**What to produce**
An exact restatement of the data is required, with the images omitted.

**Input data**
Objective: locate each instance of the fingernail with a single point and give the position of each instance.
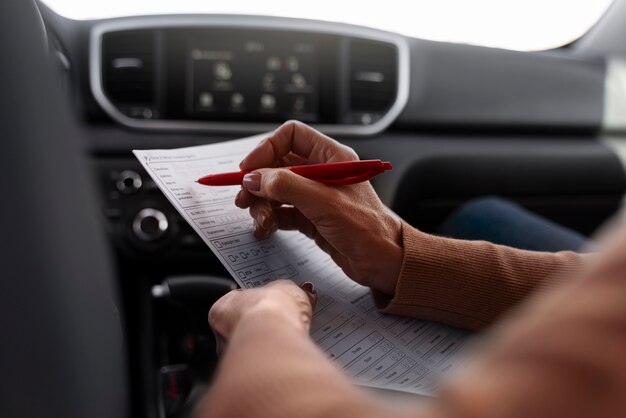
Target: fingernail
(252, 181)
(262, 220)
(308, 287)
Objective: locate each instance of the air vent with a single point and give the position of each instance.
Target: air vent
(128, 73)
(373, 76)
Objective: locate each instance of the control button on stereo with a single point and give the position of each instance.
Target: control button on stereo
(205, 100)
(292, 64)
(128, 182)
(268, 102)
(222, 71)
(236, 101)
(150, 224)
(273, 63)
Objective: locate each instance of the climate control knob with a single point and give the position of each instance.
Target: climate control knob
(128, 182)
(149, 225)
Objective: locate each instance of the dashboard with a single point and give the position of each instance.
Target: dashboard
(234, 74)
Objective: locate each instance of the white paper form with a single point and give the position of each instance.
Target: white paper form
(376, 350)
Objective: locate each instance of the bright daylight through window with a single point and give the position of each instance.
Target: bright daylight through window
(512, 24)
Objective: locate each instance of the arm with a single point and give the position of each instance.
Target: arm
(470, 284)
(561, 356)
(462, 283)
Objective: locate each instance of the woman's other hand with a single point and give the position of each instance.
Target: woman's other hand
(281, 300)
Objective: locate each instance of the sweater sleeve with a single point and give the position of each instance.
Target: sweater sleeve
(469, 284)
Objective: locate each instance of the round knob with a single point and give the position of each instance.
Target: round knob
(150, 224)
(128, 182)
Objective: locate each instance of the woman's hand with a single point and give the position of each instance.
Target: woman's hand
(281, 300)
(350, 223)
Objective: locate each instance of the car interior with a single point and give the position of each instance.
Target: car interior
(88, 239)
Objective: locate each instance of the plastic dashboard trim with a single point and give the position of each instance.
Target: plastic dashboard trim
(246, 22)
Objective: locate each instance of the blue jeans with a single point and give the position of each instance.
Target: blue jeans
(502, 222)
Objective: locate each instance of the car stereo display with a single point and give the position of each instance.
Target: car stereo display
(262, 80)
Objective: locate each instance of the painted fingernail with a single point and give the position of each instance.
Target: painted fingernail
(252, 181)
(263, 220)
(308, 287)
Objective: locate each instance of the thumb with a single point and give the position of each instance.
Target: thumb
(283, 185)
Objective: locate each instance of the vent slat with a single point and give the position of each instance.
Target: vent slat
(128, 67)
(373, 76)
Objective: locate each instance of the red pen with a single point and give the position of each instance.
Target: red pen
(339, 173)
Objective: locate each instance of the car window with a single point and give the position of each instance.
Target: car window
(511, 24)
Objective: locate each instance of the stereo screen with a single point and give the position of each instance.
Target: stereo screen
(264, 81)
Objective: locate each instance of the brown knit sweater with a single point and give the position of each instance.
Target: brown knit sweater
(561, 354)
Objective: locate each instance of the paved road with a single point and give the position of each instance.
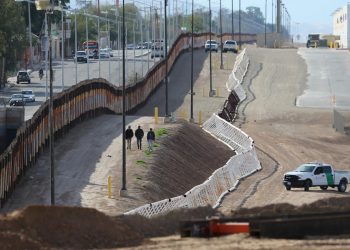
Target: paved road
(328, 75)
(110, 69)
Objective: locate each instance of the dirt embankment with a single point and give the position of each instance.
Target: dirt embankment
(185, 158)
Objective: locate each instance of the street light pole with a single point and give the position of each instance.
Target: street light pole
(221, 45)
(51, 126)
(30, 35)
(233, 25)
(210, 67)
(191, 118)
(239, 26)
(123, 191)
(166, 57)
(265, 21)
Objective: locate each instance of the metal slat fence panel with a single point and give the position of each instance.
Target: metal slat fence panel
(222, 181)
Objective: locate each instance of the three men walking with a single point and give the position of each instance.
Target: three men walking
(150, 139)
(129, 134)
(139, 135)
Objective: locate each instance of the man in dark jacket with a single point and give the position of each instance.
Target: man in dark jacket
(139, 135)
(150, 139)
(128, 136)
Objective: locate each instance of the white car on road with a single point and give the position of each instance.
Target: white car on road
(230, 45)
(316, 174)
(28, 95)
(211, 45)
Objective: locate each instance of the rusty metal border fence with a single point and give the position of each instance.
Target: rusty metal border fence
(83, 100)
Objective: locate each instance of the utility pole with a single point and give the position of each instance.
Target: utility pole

**Your solution**
Objective: locate each instance of the fingernail with a single point and give the position of each instance.
Target: fingernail
(252, 181)
(262, 220)
(308, 287)
Objective: locate each instance of the air vent with a single point and give the position of each instance.
Target: air vent
(128, 73)
(373, 76)
Objective: locate each instance of the control button on stereo with a single point and give the position of each instance.
Target: control button on stereo
(205, 100)
(292, 64)
(128, 182)
(268, 102)
(222, 71)
(236, 101)
(150, 224)
(273, 63)
Objective: locate each instance of the climate control knob with a single point and give the position of each instance.
Target: climate control knob
(128, 182)
(149, 225)
Objective: locate each instance of the dashboard with a single point and give the position of each instance.
Target: dashboard
(234, 74)
Objective: locate each instance of the white paper form with a single point and give the position of each instance.
Target: white paper form
(376, 350)
Objective: locate each instance of the bright daylight through window with a single point and give the position of each instance.
Target: bright daylight through window
(512, 24)
Objective: locate each instance of the arm with a single point and give the position of each instance.
Target: arm
(470, 284)
(561, 356)
(462, 283)
Objective: locate each instance of the woman's other hand with a single point and give the position of each instance.
Target: woman's other hand
(281, 300)
Objective: locate each instance of the sweater sleeve with a single point and give the position of each instance.
Target: sweater sleeve
(469, 284)
Objective: locate each instance of the round knob with a single point and give the position of each instance.
Target: round knob
(150, 224)
(128, 182)
Objective: locate each instance of the woman's hand with a single point and give the position of each instance.
Target: woman's hand
(281, 300)
(350, 223)
Objective: locate each instance of the car interior with a single point and give the position of each instance.
Target: car interior
(88, 239)
Objective: locate each instance of the plastic dashboard trim with a single point and give the position of each instance.
Target: plastic dashboard trim
(246, 22)
Objective: locate each instance of the blue jeans with a single point and give the position of each instance.
Target: blue jeans
(502, 222)
Objective: locate each instance of the car stereo display with a single point and give the position of each instance.
Target: car stereo display
(262, 80)
Objective: locate each instance of the painted fingernail with a single point and give the position of each instance.
Target: painted fingernail
(252, 181)
(263, 220)
(308, 287)
Objective: locate each instance of the thumb with a single point and give the position of each instance.
Target: thumb
(283, 185)
Objective: locate each instance of the vent slat with a single point and give the position of each instance.
Target: vent slat
(128, 67)
(373, 76)
Objective: locate each instance of the red pen with a single point and give the position of each instance.
Target: red pen
(339, 173)
Objective: locate each instance of the car window with a single point and give the position of each instance.
Target: car window
(511, 24)
Objective: locate each instance of the stereo screen with a single point and give the position of each instance.
Target: stereo screen
(264, 81)
Objective: locate each instance of the brown knit sweater with a single point and give the position of each instance.
Target: brown knit sweater
(561, 354)
Objective: locate each instance of the paved road with a single point and give the position of each instance.
Target: paved road
(328, 75)
(110, 69)
Objective: locate each instance of the dirt embankment with a single point and give the position of each instance.
Target: dirt embankment
(185, 158)
Objective: locate each instance of the street light pole with a single point and give the position of each instance.
Target: street light pole
(221, 45)
(51, 126)
(30, 35)
(233, 25)
(210, 67)
(191, 118)
(239, 26)
(123, 191)
(166, 57)
(265, 21)
Objective: locate each instance of the metal slat fence panel with a single point and give the position of each instance.
Target: metal slat fence panel
(222, 181)
Objective: locate each instance of the three men walking with a single point and give the position of each instance.
Target: three men walking
(150, 139)
(129, 134)
(139, 135)
Objective: locate each instance of the man in dark jacket with a single point and give the position of each instance.
Target: man in dark jacket
(139, 135)
(150, 139)
(128, 136)
Objective: locate each instance of the white car on road with a single point and give the position of each instance.
Target: white car on road
(230, 45)
(316, 174)
(28, 95)
(211, 45)
Objective: locate each instance of the rusty metal border fence with a single point and give the position of each instance.
Target: rusty metal border fence
(83, 100)
Objective: locate each instance of the utility pole with a single point and give the position of each instance.
Target: utility pole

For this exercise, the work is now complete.